◆ **Problem description**:
Reproduce every one of the rows below word for word, leaving the pictures out of your copy.

◆ **Extracted material**:
╔══
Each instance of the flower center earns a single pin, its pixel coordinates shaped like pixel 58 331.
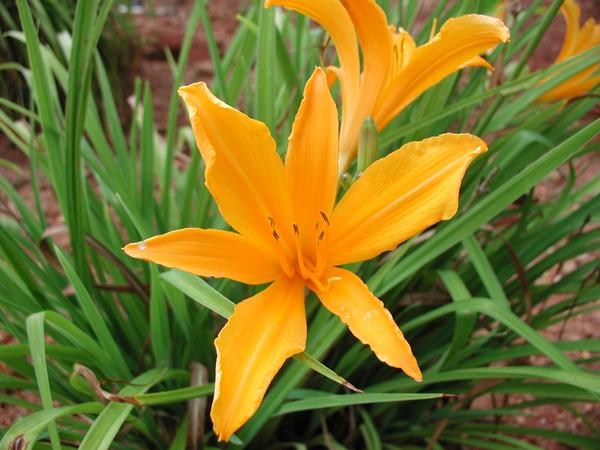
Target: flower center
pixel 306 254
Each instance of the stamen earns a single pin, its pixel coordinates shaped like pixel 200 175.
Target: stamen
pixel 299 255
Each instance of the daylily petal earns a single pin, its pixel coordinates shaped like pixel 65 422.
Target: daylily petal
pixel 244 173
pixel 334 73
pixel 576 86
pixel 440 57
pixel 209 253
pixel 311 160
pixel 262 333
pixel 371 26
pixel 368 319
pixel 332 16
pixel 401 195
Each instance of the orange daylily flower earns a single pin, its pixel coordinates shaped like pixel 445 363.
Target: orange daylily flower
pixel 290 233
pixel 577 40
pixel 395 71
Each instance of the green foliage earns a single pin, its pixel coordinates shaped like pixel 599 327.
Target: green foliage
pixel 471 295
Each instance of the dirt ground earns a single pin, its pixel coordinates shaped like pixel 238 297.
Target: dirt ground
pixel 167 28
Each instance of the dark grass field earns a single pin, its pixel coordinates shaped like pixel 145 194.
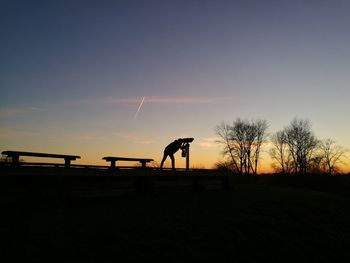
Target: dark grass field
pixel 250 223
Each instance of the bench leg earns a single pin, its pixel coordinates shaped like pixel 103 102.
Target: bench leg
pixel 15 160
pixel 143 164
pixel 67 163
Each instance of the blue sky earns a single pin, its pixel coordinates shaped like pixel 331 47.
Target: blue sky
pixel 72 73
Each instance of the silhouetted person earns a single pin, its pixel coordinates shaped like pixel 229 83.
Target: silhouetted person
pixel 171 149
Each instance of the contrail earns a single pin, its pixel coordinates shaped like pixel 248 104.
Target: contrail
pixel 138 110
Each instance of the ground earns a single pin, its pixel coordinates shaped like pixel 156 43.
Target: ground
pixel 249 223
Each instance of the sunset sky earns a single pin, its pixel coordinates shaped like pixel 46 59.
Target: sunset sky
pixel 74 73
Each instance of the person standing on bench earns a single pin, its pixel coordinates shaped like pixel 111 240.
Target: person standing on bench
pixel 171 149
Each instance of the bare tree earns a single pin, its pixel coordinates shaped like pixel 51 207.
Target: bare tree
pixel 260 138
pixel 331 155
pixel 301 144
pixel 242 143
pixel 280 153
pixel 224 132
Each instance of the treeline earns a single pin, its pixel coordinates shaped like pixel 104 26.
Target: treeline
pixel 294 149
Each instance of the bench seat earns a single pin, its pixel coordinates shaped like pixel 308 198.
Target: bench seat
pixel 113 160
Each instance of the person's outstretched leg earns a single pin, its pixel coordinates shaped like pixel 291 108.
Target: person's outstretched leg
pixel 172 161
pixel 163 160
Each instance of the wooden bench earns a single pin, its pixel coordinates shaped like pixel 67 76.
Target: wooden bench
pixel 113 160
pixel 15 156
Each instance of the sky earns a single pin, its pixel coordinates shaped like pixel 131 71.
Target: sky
╚══
◆ **Written response**:
Each instance of the flower center earns a single pin, its pixel coordinates shaped like pixel 58 331.
Target: flower center
pixel 306 254
Each instance of the stamen earns a single pin, its pixel coordinates shaped like pixel 200 175.
Target: stamen
pixel 299 255
Each instance of the daylily petal earns a single pin, its pixel coordinates shaped like pixel 65 422.
Target: daylily petal
pixel 244 173
pixel 334 73
pixel 576 86
pixel 440 57
pixel 209 253
pixel 311 160
pixel 262 333
pixel 371 26
pixel 368 319
pixel 332 16
pixel 401 195
Each instance of the orange daylily flower earns a single pin, its pixel coordinates shaped like pixel 445 363.
Target: orange daylily flower
pixel 290 233
pixel 577 40
pixel 395 71
Each instance of the green foliage earns a single pin, its pixel coordinates shaped like pixel 599 327.
Target: green foliage
pixel 471 295
Each instance of the dirt ground earns a single pin, its pixel coordinates shaped like pixel 238 297.
Target: dirt ground
pixel 167 28
Each instance of the dark grass field earns a single pin, its pixel coordinates shaped like pixel 145 194.
Target: dark grass field
pixel 250 223
Each instance of the bench leg earns a single pin, its pixel coordinates shaped like pixel 103 102.
Target: bench leg
pixel 15 160
pixel 143 164
pixel 67 163
Each instance of the blue sky earns a single pin, its pixel coordinates shaped like pixel 331 47.
Target: blue sky
pixel 72 73
Each instance of the silhouetted person earns a single pin, its pixel coordinates shaped like pixel 229 83.
Target: silhouetted person
pixel 171 149
Each instance of the contrail earns a single pin, its pixel coordinates shaped like pixel 248 104.
Target: contrail
pixel 138 110
Each instance of the ground earns a single pin, its pixel coordinates shaped like pixel 156 43.
Target: ground
pixel 249 223
Each instance of the sunset sky earns a single pin, its pixel coordinates shaped like pixel 46 59.
Target: sunset sky
pixel 74 73
Each instance of the person standing on bench earns a single pin, its pixel coordinates shaped like pixel 111 240.
Target: person standing on bench
pixel 171 149
Each instance of the bare tree earns a single pin, its pixel coordinates shaped like pixel 51 207.
Target: bare tree
pixel 260 138
pixel 331 155
pixel 301 144
pixel 242 143
pixel 280 153
pixel 224 132
Each instance of the treeline earns a single pin, its pixel coordinates shaped like pixel 104 26.
Target: treeline
pixel 294 149
Each instance of the bench seat earns a single pin, its pixel coordinates shaped like pixel 308 198.
Target: bench seat
pixel 113 160
Each instance of the person's outstretched leg earns a single pin, its pixel coordinates shaped like pixel 291 108.
Target: person's outstretched leg
pixel 172 161
pixel 163 160
Each instance of the wooden bench earns a single pin, its pixel coordinates shaped like pixel 67 76.
Target: wooden bench
pixel 113 160
pixel 15 156
Each instance of the sky earns a single pin, its pixel coordinates shaped like pixel 131 71.
Target: sky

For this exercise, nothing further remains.